--- begin MATERIAL FOR THE TASK ---

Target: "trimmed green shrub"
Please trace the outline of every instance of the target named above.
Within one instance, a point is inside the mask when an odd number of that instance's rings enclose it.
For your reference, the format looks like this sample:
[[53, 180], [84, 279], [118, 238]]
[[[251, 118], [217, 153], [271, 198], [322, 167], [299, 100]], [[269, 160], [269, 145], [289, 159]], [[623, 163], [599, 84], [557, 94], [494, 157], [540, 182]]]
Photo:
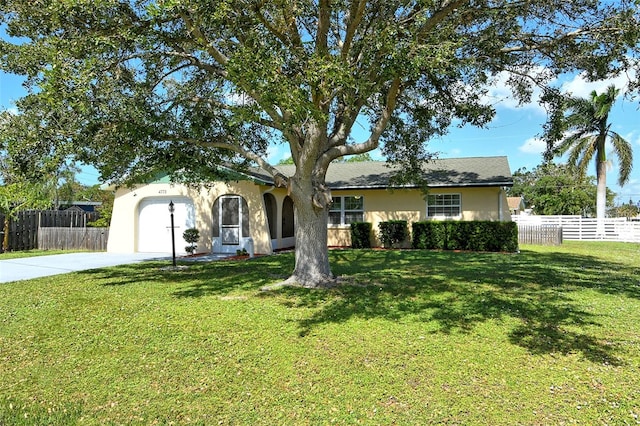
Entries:
[[409, 236], [406, 220], [390, 220], [388, 222], [380, 222], [378, 224], [380, 230], [380, 241], [386, 248], [394, 247], [400, 244]]
[[371, 248], [371, 228], [369, 222], [351, 224], [351, 248]]
[[412, 231], [412, 247], [417, 249], [518, 250], [518, 225], [515, 222], [416, 222]]

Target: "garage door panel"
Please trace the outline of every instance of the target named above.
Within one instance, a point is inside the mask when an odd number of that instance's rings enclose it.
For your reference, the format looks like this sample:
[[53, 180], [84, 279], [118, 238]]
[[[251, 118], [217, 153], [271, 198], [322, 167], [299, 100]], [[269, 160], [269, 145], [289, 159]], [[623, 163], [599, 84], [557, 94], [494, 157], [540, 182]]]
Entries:
[[195, 226], [195, 209], [189, 199], [152, 198], [142, 200], [138, 215], [138, 251], [171, 253], [171, 216], [169, 202], [174, 204], [176, 253], [186, 253], [183, 232]]

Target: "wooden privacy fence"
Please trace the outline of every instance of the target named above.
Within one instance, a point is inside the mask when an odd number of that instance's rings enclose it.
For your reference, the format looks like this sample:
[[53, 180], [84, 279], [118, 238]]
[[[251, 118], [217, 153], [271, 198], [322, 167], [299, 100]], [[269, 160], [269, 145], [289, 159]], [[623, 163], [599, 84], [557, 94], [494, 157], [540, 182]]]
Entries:
[[600, 226], [598, 219], [580, 216], [516, 215], [512, 219], [518, 223], [518, 232], [525, 226], [556, 226], [562, 229], [563, 240], [640, 243], [640, 222], [624, 217], [605, 218]]
[[40, 228], [40, 250], [106, 251], [109, 228]]
[[[0, 253], [5, 237], [5, 216], [0, 214]], [[38, 212], [27, 210], [18, 212], [15, 219], [9, 219], [9, 250], [31, 250], [38, 247]]]
[[[16, 214], [15, 218], [9, 220], [9, 247], [10, 251], [32, 250], [32, 249], [65, 249], [65, 250], [94, 250], [89, 247], [98, 247], [95, 250], [106, 250], [106, 239], [108, 232], [87, 231], [87, 223], [94, 221], [100, 217], [97, 212], [83, 212], [76, 210], [26, 210]], [[4, 239], [4, 216], [0, 214], [0, 234], [2, 241]], [[74, 236], [74, 232], [65, 234], [68, 241], [63, 241], [60, 233], [41, 233], [43, 229], [77, 229], [81, 236]], [[41, 237], [42, 234], [42, 237]], [[49, 236], [49, 234], [55, 234]], [[47, 236], [45, 236], [47, 235]], [[41, 239], [47, 238], [47, 242], [41, 245]], [[88, 242], [91, 238], [95, 238], [95, 242]], [[103, 241], [104, 240], [104, 241]], [[55, 243], [53, 243], [55, 241]], [[52, 246], [53, 244], [53, 246]], [[2, 252], [2, 244], [0, 244], [0, 253]]]
[[560, 245], [562, 244], [562, 227], [519, 224], [518, 244]]

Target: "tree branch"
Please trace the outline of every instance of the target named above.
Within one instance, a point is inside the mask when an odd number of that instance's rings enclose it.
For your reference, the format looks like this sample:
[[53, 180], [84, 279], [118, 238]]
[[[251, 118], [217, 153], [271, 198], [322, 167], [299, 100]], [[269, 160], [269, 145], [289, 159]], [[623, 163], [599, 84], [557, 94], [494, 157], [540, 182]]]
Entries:
[[331, 5], [330, 0], [320, 0], [318, 6], [318, 28], [316, 33], [316, 52], [320, 56], [325, 56], [328, 53], [329, 43], [329, 27], [331, 20]]
[[[282, 180], [288, 181], [288, 176], [284, 176], [278, 169], [276, 169], [275, 167], [273, 167], [271, 164], [269, 164], [268, 161], [266, 161], [264, 158], [262, 158], [261, 156], [255, 154], [252, 151], [248, 151], [244, 148], [242, 148], [240, 145], [232, 143], [232, 142], [225, 142], [225, 141], [214, 141], [214, 140], [209, 140], [209, 141], [203, 141], [203, 140], [199, 140], [199, 139], [192, 139], [192, 138], [186, 138], [186, 139], [175, 139], [175, 140], [180, 140], [182, 142], [187, 142], [187, 143], [192, 143], [195, 145], [200, 145], [200, 146], [205, 146], [208, 148], [219, 148], [219, 149], [226, 149], [229, 151], [233, 151], [237, 154], [240, 154], [242, 157], [246, 158], [247, 160], [253, 161], [256, 164], [258, 164], [260, 167], [262, 167], [267, 173], [269, 173], [273, 178], [276, 178], [276, 176], [278, 176], [277, 180], [280, 181], [280, 185], [282, 185]], [[286, 185], [285, 185], [286, 186]]]
[[382, 114], [380, 115], [380, 118], [376, 122], [375, 126], [373, 126], [373, 130], [371, 131], [369, 139], [358, 144], [339, 145], [329, 148], [318, 159], [319, 165], [321, 167], [328, 167], [329, 163], [336, 158], [343, 157], [345, 155], [364, 154], [365, 152], [376, 149], [378, 147], [380, 136], [387, 127], [387, 124], [389, 123], [389, 120], [393, 115], [393, 111], [396, 108], [396, 102], [401, 92], [401, 86], [402, 84], [399, 78], [396, 78], [391, 82], [391, 87], [389, 87], [389, 90], [387, 91], [385, 107], [382, 110]]
[[364, 17], [364, 10], [367, 6], [366, 0], [358, 0], [351, 3], [351, 7], [349, 8], [349, 22], [347, 24], [347, 31], [344, 36], [344, 42], [342, 44], [342, 59], [345, 60], [347, 55], [349, 54], [349, 50], [351, 49], [351, 43], [353, 43], [353, 39], [356, 34], [356, 30], [360, 26], [362, 22], [362, 18]]

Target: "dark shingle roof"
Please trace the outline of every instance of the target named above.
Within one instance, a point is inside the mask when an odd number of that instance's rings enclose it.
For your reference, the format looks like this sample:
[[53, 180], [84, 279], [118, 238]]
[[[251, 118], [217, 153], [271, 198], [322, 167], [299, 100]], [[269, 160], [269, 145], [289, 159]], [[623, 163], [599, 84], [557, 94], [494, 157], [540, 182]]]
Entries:
[[[285, 176], [295, 172], [293, 165], [276, 168]], [[331, 163], [326, 183], [331, 189], [388, 188], [393, 170], [381, 161]], [[425, 170], [430, 188], [513, 185], [507, 157], [443, 158], [429, 161]], [[254, 170], [251, 174], [264, 183], [273, 184], [273, 178], [263, 170]]]

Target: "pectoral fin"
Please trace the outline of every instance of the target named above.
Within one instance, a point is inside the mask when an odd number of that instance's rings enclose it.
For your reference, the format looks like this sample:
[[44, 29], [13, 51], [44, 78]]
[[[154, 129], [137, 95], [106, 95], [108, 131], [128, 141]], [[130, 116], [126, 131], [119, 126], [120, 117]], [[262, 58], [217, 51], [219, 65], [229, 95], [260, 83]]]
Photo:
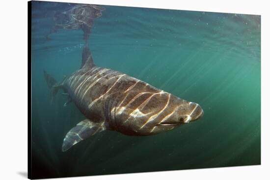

--- end MATERIAL FOR THE TASK ---

TASK REQUIREMENTS: Please lay out the records as a Markdown table with the columns Row and Line, starting at the first line of the records and ending at the line that contains "222], [416, 222]]", with both ends included. Number the rows, skip any blank lines, and leave the pictures out.

OUTPUT:
| Row | Line |
|---|---|
| 1 | Target: "trimmed green shrub" |
| 2 | Please trace the outline of every instance of the target named above. |
| 3 | Within one instance, a point is inside the mask when an odd number of that instance's rings enclose it. |
| 4 | For your reference, the format looks like this sample: |
| 5 | [[53, 180], [84, 279], [118, 238]] |
| 6 | [[[251, 118], [217, 153], [271, 198], [322, 167], [299, 100]], [[269, 160], [269, 145], [289, 159]], [[623, 163], [599, 84], [557, 94], [494, 157], [540, 182]]] |
| 7 | Photo: |
| 8 | Entries: |
| 9 | [[409, 236], [406, 220], [390, 220], [388, 222], [380, 222], [378, 224], [380, 230], [380, 241], [386, 248], [394, 247], [400, 244]] |
| 10 | [[371, 248], [371, 228], [369, 222], [351, 224], [351, 248]] |
| 11 | [[412, 231], [412, 247], [417, 249], [518, 250], [518, 225], [515, 222], [416, 222]] |